Exercise prompt: How many lines in the records below contain the string "bulb"? Reply with the number alone.

Record set:
-- start --

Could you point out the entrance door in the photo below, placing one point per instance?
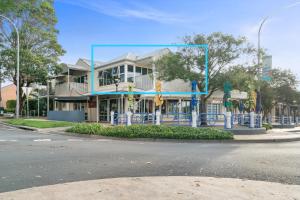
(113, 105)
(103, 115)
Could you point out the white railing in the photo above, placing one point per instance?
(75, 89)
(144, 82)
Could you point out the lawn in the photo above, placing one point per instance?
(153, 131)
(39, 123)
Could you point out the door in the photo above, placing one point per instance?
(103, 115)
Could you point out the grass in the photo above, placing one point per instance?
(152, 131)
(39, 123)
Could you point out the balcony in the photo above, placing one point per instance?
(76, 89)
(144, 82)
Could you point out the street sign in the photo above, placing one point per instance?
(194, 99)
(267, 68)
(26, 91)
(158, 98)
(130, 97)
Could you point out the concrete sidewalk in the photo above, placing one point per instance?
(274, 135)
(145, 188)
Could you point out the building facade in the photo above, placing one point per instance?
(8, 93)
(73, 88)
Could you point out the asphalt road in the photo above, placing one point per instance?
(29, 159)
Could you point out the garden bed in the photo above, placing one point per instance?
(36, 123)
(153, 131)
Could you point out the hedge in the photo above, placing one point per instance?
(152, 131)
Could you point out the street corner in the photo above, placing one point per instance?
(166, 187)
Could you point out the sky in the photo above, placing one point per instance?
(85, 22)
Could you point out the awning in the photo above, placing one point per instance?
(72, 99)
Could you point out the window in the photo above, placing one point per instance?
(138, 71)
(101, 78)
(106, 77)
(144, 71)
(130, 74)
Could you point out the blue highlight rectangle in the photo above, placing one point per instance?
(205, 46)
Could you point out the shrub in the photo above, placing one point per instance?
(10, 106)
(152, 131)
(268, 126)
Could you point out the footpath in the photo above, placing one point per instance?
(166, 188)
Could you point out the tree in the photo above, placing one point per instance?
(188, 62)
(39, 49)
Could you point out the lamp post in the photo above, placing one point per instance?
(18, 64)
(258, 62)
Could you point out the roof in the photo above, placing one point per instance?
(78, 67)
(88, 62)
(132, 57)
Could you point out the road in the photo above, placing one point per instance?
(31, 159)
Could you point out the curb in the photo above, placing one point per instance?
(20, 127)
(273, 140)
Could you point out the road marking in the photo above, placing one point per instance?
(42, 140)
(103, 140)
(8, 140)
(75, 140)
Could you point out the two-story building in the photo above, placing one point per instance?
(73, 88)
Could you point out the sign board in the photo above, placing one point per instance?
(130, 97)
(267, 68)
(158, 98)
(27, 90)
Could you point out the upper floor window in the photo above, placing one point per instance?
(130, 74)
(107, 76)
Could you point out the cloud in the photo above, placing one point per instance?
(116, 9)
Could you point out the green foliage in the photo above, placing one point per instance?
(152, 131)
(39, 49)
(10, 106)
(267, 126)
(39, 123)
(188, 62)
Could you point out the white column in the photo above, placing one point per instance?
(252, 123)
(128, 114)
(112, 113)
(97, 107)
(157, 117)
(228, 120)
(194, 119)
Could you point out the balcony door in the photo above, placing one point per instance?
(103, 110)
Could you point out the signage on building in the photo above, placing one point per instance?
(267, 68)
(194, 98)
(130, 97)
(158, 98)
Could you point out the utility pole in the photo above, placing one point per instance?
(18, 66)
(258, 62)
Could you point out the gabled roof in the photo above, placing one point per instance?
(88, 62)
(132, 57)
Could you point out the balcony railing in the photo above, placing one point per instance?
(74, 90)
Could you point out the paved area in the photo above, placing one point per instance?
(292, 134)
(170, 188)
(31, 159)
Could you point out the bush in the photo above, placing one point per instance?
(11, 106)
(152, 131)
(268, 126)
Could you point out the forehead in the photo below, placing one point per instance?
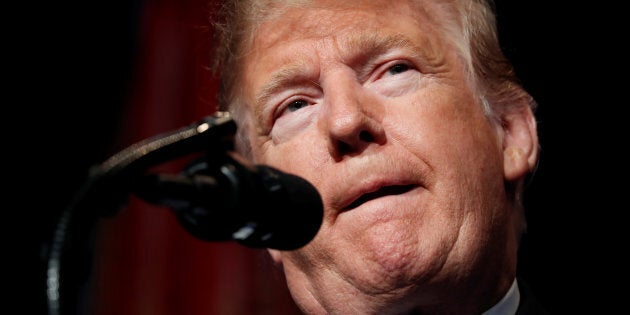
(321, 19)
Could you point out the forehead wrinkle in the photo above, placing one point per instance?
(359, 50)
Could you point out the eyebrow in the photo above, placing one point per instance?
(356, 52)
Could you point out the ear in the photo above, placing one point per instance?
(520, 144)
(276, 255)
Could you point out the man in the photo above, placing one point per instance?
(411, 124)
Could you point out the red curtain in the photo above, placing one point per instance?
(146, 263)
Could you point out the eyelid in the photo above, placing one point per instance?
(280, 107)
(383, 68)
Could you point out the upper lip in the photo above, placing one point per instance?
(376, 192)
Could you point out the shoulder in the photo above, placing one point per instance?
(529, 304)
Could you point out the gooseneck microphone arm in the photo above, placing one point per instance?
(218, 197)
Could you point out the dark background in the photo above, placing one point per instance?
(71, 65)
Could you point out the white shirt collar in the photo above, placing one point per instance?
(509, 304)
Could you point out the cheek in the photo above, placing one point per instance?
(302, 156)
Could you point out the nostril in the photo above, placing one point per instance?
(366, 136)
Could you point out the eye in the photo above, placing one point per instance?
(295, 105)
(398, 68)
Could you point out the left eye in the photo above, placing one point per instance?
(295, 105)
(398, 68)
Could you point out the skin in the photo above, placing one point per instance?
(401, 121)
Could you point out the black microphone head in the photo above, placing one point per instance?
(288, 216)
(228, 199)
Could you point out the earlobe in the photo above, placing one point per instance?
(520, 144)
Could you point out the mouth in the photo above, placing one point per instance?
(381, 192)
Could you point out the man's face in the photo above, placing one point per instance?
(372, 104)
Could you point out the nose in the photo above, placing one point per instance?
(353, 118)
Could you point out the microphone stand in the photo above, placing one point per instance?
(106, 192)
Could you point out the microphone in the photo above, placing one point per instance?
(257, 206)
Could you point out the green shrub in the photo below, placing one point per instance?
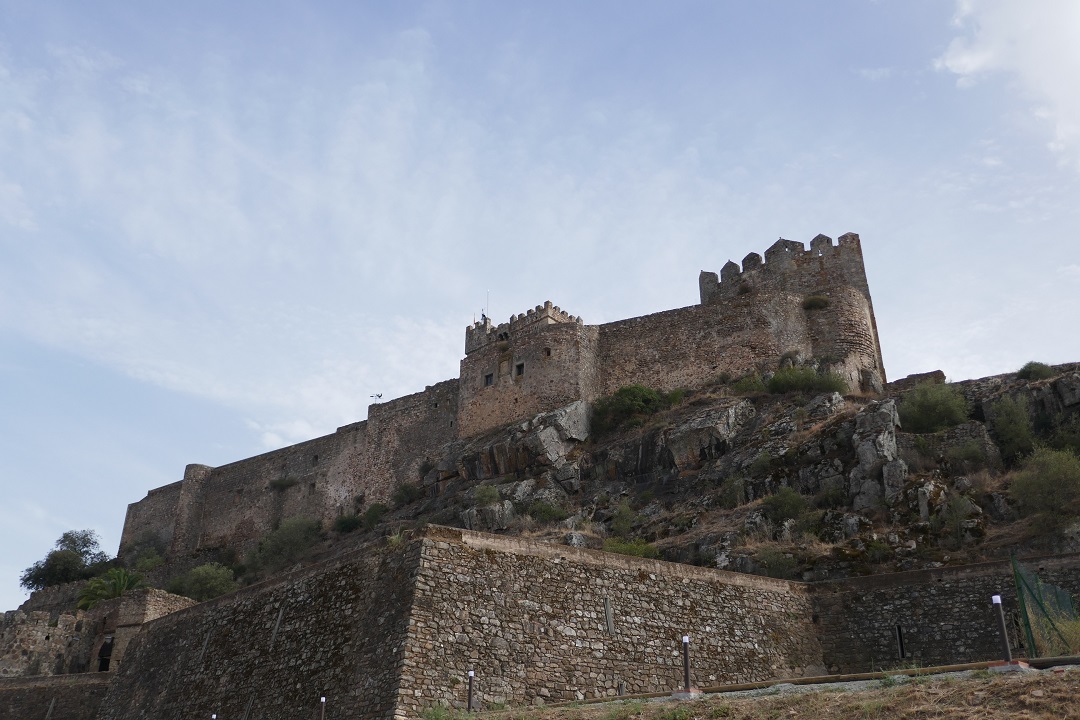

-- end --
-- start --

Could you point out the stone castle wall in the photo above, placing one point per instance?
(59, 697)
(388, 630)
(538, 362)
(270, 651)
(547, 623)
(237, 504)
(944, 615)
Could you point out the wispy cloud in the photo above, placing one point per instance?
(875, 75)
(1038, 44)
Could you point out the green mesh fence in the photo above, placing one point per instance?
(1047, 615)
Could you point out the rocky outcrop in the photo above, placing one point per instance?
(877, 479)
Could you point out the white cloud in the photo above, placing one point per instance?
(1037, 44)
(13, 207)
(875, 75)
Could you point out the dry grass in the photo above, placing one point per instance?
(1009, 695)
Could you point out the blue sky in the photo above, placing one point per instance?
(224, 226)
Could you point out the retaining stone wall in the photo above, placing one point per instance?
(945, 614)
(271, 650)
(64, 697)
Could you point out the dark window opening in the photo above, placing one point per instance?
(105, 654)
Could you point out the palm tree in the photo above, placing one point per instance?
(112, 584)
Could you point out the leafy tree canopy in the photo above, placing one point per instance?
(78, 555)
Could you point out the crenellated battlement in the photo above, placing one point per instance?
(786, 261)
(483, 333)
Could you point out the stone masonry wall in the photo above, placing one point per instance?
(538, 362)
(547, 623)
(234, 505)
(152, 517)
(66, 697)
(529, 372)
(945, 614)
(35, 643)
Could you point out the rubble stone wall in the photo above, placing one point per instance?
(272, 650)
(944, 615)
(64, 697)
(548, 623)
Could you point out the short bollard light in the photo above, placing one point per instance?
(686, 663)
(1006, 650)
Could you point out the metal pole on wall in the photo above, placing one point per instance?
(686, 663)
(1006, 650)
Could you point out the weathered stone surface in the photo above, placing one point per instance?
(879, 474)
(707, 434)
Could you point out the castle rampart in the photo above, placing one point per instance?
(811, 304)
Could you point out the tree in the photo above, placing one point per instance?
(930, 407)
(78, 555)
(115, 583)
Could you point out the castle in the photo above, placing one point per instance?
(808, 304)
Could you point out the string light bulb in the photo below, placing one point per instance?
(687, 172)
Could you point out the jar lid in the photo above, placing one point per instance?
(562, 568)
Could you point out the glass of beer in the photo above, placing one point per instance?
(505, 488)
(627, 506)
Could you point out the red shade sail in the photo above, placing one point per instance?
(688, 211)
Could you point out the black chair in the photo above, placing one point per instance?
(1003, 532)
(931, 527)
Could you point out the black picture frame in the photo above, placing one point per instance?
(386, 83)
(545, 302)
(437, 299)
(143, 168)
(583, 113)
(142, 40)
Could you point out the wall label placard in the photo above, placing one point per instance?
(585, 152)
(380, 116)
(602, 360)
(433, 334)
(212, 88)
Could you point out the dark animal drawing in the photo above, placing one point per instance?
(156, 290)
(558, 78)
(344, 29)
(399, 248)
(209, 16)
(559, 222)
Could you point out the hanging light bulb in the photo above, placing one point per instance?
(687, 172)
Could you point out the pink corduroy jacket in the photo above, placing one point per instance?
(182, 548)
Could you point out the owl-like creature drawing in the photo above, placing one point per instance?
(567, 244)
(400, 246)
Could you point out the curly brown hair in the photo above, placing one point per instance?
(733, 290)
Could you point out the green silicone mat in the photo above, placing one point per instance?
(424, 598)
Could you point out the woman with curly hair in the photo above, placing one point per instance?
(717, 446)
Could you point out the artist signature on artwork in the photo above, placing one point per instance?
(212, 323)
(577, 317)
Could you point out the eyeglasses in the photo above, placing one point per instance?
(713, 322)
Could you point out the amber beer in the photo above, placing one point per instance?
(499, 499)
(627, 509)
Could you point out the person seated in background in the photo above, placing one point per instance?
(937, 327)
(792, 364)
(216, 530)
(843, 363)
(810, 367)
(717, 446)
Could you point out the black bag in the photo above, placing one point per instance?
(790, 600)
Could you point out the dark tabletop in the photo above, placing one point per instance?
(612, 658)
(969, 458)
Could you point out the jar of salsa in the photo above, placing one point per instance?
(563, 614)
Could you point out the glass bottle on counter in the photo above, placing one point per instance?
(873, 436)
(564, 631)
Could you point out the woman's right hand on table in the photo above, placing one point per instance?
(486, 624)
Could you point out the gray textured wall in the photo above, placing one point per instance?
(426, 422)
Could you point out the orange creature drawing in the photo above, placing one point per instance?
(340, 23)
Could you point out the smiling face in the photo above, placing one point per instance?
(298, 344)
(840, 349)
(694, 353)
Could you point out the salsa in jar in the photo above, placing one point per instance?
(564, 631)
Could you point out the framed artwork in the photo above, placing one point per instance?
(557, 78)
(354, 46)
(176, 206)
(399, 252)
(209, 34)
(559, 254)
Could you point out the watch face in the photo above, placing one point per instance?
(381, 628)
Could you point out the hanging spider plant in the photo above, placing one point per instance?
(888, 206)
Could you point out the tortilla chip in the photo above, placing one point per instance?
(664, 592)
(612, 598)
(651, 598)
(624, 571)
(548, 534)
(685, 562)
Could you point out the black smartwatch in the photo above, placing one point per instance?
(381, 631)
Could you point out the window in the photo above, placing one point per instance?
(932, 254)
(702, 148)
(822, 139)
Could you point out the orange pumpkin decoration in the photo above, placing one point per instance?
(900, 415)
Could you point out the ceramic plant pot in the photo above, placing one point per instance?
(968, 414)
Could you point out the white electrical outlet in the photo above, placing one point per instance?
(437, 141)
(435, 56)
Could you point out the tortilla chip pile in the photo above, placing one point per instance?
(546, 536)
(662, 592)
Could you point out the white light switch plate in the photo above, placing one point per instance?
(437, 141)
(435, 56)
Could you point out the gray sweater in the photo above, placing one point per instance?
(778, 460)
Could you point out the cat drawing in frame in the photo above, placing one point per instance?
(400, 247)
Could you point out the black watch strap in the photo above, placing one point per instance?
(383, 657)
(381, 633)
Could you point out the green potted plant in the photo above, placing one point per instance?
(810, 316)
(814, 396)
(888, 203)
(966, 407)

-- end --

Solution for this task: 2